* Directions for this task *
Reproduce only the entries from the line that contains "Could you mark the region of every instance of the lying" through the line that contains "270), (1096, 251)]", with "blue jeans" swapped for "denim trousers" and nothing else changed.

* Provided information *
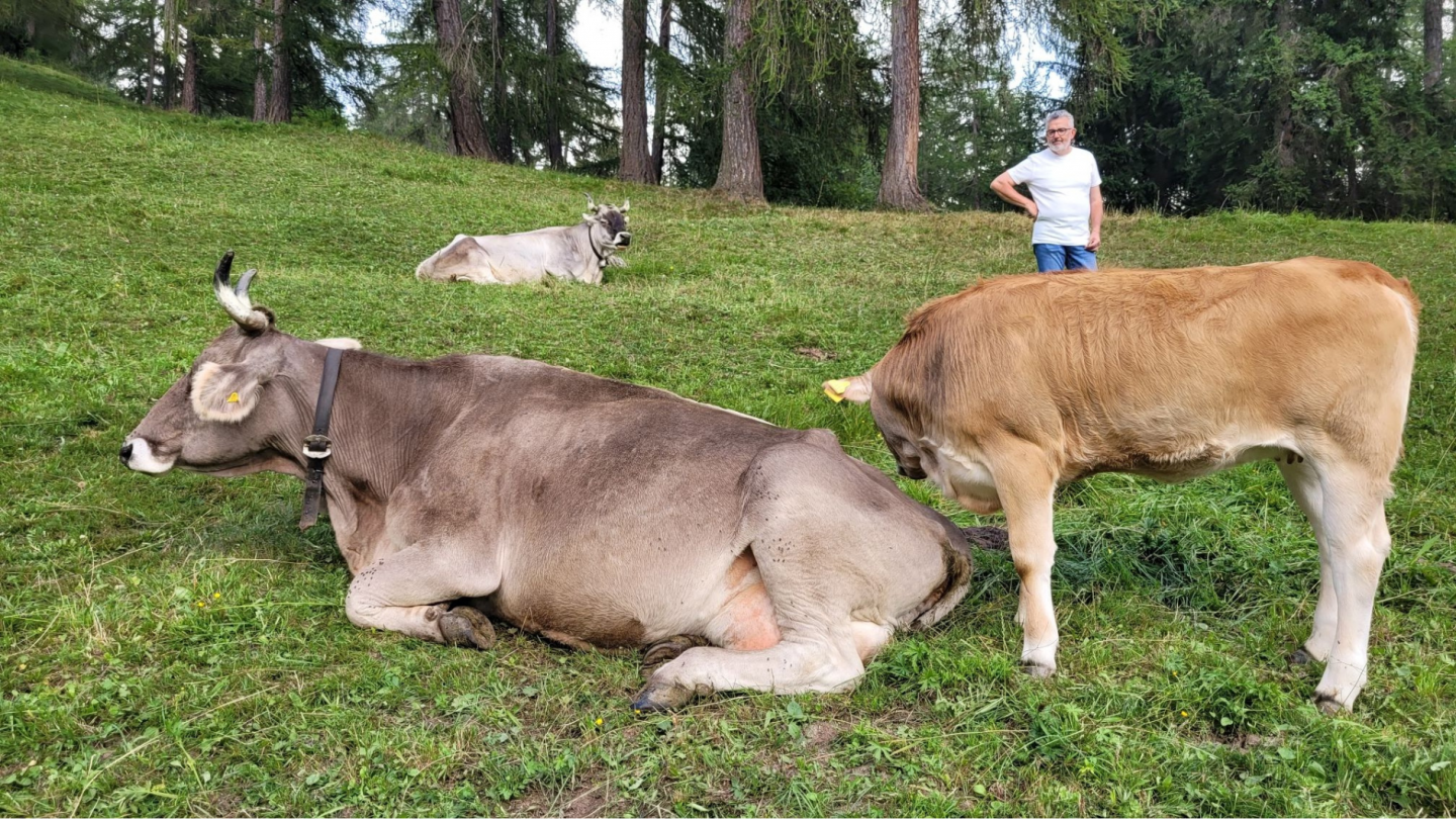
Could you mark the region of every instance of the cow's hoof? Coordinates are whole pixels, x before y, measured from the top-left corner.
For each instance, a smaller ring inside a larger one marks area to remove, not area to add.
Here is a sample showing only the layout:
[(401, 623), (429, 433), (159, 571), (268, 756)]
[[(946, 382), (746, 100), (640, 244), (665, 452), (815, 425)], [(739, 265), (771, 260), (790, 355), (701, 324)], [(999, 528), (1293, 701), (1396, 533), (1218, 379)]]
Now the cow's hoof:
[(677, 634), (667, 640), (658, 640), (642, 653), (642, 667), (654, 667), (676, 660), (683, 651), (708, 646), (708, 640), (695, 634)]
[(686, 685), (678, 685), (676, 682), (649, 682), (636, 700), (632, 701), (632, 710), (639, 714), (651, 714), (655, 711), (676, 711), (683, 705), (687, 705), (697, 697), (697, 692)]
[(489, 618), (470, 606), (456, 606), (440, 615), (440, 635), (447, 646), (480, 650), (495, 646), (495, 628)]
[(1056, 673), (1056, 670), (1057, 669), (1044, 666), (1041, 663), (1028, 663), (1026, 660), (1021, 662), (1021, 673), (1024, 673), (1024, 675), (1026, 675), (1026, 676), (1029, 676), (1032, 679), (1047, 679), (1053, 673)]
--
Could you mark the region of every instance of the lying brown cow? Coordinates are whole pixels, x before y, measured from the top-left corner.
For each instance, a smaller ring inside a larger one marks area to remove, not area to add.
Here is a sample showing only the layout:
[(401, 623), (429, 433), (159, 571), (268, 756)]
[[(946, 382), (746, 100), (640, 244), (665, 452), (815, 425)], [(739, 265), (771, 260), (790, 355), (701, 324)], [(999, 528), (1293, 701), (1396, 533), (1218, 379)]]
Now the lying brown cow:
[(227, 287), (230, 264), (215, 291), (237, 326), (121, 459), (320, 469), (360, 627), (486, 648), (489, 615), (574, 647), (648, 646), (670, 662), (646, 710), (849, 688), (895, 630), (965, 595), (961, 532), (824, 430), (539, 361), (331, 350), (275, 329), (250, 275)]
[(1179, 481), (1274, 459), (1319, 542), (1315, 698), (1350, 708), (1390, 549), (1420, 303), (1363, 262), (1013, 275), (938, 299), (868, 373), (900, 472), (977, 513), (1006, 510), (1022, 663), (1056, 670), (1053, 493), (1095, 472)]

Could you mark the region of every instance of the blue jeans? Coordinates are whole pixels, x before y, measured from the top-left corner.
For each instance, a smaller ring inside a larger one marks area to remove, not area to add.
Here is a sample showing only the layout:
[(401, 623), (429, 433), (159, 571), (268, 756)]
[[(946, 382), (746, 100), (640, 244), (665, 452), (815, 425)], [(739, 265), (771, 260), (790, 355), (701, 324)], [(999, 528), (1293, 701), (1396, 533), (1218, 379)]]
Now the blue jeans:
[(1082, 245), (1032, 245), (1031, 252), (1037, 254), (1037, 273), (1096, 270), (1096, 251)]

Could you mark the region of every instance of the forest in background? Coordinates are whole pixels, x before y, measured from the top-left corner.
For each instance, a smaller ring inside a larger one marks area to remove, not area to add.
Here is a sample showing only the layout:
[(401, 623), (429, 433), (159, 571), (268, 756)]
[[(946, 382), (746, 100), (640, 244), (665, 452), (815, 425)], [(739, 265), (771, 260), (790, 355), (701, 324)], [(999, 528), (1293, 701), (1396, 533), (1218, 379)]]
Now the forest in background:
...
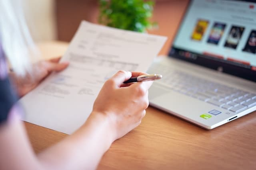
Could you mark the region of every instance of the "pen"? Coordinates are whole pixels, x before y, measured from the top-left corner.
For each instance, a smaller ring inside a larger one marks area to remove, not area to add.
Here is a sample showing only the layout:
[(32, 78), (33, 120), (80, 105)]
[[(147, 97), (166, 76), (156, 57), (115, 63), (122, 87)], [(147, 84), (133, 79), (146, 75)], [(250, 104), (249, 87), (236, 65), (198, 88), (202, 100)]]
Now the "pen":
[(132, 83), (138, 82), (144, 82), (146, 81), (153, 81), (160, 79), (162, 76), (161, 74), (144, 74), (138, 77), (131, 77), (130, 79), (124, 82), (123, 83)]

* Answer below *
Could you mark the region of every instance of the lying brown cow? Coordinates are whole pixels, x before y, measured from the top-left corner.
For each instance, a smaller ring inside a larger one marks area to remove, not area to add.
Here is a sample showing only the layout:
[(401, 623), (429, 433), (159, 571), (268, 756)]
[[(946, 382), (746, 100), (640, 244), (665, 452), (815, 425)], [(739, 265), (771, 260), (790, 355), (701, 324)], [(999, 528), (1293, 701), (1396, 533), (1218, 379)]]
Now the lying brown cow:
[(227, 287), (230, 264), (215, 291), (237, 326), (121, 459), (320, 469), (360, 627), (486, 648), (489, 615), (574, 647), (648, 646), (670, 662), (646, 710), (849, 688), (895, 630), (965, 595), (961, 532), (824, 430), (539, 361), (331, 350), (275, 329), (250, 275)]
[(1179, 481), (1274, 459), (1319, 542), (1315, 698), (1350, 708), (1390, 549), (1420, 303), (1363, 262), (1013, 275), (938, 299), (868, 373), (900, 472), (977, 513), (1006, 510), (1022, 663), (1056, 670), (1053, 493), (1095, 472)]

Could you mark the region of every instance of the denim trousers? Coordinates are whole pixels, x before y, measured from the top-left corner.
For each instance, a smaller ring inside a larger one marks area to remove, not area to add.
Here is a sample showing only the layout:
[(401, 623), (429, 433), (159, 571), (268, 756)]
[[(946, 382), (746, 100), (640, 244), (665, 452), (815, 425)], [(739, 265), (771, 260), (790, 355), (701, 324)], [(999, 528), (1293, 701), (1396, 533), (1218, 379)]]
Now the denim trousers:
[(1082, 245), (1032, 245), (1031, 252), (1037, 254), (1037, 273), (1096, 270), (1096, 251)]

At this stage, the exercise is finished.